── Dataset records ──

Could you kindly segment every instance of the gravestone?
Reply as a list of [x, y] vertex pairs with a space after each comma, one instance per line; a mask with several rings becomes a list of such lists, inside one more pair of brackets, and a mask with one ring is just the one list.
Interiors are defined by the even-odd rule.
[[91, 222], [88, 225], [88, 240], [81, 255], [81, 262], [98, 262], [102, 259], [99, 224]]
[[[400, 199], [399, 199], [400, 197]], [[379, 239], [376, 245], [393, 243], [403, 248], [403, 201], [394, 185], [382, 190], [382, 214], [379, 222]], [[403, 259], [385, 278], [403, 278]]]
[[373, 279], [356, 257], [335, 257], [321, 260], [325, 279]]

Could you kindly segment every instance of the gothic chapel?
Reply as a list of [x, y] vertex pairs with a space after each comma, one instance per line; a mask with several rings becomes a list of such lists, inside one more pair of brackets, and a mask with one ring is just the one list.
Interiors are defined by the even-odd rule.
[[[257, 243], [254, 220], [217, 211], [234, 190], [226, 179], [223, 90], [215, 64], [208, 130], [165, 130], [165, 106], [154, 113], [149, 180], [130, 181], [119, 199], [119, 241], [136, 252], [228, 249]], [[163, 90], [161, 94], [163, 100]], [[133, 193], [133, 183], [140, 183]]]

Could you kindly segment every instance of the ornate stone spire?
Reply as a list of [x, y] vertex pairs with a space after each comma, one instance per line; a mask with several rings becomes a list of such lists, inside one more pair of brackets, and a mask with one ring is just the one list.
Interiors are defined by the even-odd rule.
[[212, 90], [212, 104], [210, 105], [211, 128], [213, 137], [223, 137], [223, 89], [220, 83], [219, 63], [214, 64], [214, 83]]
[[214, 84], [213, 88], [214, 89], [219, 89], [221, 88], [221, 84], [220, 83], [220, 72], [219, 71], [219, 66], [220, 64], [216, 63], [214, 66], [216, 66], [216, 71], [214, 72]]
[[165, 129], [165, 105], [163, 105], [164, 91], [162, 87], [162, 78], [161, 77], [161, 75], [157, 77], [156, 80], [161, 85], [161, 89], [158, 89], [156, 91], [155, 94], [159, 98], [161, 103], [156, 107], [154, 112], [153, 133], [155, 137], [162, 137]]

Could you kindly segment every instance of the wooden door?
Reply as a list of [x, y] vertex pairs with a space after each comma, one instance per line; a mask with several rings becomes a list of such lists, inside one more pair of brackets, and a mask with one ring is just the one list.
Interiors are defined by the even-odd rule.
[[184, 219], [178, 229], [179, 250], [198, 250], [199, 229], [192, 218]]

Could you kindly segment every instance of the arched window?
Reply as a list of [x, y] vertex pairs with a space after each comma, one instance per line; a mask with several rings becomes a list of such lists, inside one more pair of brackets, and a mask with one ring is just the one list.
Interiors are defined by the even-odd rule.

───

> **What you should do**: Render the lines of the entries as a numbered list, starting at the line that contains "Could you kindly segment every instance of the ornate" and ending at the last line of the entries, both included, with blank lines left out.

> **Answer**:
1. Could you kindly segment every instance of the ornate stone spire?
2. Reply as a list of [x, y] vertex pairs with a space after each comma, one instance per line; a mask with several rings becomes a list of such lists, inside one more pair of brackets, and a mask with one ring is just the one list.
3. Interiors are defined by the even-odd rule.
4. [[212, 90], [212, 104], [210, 105], [211, 128], [213, 137], [223, 137], [223, 89], [220, 83], [219, 63], [214, 64], [214, 83]]
5. [[214, 84], [213, 88], [214, 89], [219, 89], [221, 88], [221, 84], [220, 83], [220, 72], [219, 71], [219, 66], [220, 64], [216, 63], [214, 66], [216, 66], [216, 71], [214, 72]]
6. [[165, 129], [165, 105], [163, 105], [164, 91], [162, 87], [162, 78], [161, 77], [161, 75], [157, 77], [156, 80], [161, 85], [161, 89], [158, 89], [156, 91], [155, 94], [159, 98], [161, 103], [156, 107], [154, 112], [153, 133], [155, 137], [162, 137]]
7. Could you kindly segment every instance of the wooden door?
8. Reply as a list of [x, y] vertex pairs with a space after each comma, one instance per line; a mask with several rings becomes a list of such lists, inside one more pair of brackets, and a mask with one ring is just the one list.
9. Interiors are defined by the even-odd rule.
10. [[184, 219], [178, 229], [179, 250], [198, 250], [199, 229], [192, 218]]
11. Could you kindly segment every instance of the arched window?
12. Reply as a list of [x, y] vertex pairs with a space after each comma, one instance per line; a mask with several rings becomes a list of such lists, inside one more pair of brackets, and a mask with one ring is just the one list.
13. Interiors are defined by the even-odd rule.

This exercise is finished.